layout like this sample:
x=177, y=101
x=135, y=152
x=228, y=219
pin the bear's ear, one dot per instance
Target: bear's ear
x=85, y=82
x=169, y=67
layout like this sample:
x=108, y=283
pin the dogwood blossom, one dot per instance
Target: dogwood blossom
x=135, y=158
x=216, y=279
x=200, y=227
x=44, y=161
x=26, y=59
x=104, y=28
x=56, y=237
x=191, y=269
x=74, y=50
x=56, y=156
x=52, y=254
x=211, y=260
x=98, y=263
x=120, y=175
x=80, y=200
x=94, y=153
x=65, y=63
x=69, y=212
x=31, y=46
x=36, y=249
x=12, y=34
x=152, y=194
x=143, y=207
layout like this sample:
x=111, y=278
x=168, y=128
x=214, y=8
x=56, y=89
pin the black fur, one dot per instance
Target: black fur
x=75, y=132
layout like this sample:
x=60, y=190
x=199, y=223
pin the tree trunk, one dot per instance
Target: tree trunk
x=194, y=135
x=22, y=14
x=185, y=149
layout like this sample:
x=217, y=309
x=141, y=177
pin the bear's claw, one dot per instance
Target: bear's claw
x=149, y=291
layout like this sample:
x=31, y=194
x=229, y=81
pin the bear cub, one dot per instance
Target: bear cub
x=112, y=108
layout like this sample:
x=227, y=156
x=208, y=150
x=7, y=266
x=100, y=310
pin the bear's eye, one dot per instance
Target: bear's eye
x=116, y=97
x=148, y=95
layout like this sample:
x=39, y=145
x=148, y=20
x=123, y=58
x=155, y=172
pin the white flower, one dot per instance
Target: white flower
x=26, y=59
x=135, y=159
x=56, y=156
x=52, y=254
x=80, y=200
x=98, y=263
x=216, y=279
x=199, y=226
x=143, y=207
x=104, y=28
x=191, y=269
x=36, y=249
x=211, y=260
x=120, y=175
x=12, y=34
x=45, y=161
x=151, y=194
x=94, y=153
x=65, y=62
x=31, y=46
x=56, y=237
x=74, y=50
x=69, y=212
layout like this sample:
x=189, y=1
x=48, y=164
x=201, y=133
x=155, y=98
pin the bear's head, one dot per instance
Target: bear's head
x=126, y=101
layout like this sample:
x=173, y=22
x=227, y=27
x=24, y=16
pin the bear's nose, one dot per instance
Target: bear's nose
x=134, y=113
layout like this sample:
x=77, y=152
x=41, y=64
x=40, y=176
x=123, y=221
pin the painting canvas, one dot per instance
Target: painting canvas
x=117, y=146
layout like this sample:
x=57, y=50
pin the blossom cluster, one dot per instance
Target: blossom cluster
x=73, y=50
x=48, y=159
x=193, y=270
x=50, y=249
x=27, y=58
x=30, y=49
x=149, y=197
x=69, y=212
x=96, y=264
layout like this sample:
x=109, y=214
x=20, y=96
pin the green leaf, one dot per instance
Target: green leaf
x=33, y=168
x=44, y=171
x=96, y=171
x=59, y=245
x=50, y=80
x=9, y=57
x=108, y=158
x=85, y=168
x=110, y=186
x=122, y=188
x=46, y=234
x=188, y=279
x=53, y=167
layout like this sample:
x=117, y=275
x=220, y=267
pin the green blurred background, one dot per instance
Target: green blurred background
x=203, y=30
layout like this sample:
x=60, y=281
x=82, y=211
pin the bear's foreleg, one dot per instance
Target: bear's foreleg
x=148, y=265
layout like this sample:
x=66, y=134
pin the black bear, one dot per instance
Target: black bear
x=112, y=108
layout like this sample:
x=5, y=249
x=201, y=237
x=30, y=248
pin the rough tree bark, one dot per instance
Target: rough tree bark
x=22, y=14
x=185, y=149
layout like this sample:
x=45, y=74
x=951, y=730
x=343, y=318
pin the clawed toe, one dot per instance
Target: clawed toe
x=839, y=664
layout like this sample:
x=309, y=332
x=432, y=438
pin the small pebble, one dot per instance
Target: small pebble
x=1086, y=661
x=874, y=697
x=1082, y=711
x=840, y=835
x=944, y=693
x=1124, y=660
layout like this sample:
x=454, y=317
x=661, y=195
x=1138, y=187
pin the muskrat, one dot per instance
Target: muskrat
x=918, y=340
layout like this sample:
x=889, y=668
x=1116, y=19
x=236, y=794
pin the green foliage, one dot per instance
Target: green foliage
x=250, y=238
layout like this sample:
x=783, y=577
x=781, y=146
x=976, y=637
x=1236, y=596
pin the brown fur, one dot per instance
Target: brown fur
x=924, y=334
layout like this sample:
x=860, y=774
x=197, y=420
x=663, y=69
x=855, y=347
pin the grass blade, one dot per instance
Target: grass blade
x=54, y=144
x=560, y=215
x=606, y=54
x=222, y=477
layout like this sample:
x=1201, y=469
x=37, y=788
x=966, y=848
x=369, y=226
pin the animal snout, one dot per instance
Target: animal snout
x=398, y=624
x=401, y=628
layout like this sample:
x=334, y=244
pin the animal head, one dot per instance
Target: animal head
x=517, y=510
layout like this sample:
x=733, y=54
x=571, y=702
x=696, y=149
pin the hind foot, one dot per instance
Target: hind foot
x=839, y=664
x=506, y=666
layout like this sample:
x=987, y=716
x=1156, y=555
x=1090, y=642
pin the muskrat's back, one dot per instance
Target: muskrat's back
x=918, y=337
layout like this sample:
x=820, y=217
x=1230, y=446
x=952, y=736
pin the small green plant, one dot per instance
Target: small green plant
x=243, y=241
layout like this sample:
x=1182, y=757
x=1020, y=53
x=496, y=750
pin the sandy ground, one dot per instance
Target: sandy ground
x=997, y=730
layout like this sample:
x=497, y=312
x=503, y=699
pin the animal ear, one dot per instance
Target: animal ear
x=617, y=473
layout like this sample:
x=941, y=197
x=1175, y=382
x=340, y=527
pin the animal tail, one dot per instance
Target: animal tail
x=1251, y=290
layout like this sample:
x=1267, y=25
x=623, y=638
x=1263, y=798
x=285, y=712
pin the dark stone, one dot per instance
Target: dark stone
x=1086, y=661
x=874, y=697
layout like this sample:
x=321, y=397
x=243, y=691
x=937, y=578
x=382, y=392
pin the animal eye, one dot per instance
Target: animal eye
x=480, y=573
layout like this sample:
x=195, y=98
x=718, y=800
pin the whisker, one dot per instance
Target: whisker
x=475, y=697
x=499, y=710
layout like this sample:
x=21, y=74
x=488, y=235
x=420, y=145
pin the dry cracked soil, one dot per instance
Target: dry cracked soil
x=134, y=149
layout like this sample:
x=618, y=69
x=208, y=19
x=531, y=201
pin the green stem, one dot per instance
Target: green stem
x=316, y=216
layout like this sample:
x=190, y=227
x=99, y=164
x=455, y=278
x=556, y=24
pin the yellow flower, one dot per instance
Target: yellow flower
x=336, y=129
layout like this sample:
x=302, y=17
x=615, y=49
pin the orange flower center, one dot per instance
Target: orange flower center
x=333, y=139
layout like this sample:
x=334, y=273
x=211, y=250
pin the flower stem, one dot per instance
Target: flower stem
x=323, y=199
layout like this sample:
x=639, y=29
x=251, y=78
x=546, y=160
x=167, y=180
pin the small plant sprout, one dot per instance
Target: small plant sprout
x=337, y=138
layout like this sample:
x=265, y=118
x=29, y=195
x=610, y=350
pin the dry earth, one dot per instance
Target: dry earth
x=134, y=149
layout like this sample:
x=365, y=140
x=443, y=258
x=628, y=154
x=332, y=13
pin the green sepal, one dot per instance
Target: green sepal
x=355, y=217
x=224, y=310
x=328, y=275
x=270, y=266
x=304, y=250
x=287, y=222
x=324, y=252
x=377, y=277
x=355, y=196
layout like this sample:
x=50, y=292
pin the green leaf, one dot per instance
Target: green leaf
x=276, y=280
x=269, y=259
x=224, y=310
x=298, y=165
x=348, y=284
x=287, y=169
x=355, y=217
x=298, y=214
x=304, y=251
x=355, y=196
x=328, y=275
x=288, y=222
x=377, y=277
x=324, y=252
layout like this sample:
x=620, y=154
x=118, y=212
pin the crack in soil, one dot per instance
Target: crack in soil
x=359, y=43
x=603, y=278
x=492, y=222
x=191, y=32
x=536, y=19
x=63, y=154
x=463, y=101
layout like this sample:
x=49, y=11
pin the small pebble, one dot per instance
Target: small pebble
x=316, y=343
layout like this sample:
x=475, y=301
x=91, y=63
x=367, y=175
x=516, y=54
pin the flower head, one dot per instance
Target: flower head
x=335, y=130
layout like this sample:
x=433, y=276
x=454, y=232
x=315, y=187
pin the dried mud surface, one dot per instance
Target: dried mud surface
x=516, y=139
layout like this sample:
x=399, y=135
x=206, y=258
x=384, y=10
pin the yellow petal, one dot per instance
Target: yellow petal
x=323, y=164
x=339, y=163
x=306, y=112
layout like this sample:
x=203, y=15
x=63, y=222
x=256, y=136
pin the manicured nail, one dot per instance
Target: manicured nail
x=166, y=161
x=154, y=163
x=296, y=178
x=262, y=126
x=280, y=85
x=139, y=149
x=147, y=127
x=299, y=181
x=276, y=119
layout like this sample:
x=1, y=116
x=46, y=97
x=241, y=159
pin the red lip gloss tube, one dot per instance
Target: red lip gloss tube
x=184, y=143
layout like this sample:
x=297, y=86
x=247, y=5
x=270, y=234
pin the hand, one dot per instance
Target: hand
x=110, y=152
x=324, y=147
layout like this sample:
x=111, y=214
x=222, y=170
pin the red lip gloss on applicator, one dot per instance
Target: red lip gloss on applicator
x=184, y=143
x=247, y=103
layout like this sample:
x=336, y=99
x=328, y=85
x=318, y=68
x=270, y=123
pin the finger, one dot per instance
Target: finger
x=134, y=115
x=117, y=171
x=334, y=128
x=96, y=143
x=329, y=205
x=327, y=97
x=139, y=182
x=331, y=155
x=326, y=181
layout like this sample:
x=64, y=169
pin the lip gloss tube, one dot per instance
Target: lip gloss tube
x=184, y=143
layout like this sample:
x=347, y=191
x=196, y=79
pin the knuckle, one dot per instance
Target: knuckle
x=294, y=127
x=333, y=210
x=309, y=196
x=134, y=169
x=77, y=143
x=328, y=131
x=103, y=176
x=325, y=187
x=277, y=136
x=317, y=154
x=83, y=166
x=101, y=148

★ ★ ★

• WHAT YOU WILL DO: What are the lines above, starting at the one with "pin the hind foot, one dot per instance" and ending at the one with "pin the dark stone, one dot per instance"? Give them again exactly, and only them.

• OUTPUT FOR THIS EXERCISE:
pin the hind foot, one dot per instance
Target: hind foot
x=839, y=664
x=506, y=666
layout like this sample:
x=987, y=716
x=1156, y=555
x=1090, y=642
pin the muskrat's back, one dot per instance
Target: muskrat's back
x=918, y=337
layout like this sample:
x=820, y=217
x=1230, y=446
x=952, y=736
pin the small green plant, one dot per instance
Target: small green plant
x=243, y=241
layout like this sample:
x=1182, y=757
x=1020, y=53
x=496, y=750
pin the sandy ground, one dot per instance
Target: sandy ground
x=997, y=730
layout like this sample:
x=497, y=312
x=503, y=699
pin the animal ear, one dot per instance
Target: animal ear
x=617, y=473
layout like this sample:
x=941, y=197
x=1175, y=382
x=340, y=527
pin the animal tail, one dot per instance
Target: animal tail
x=1251, y=290
layout like this sample:
x=1267, y=25
x=623, y=638
x=1263, y=798
x=285, y=712
pin the dark stone, one dot per instance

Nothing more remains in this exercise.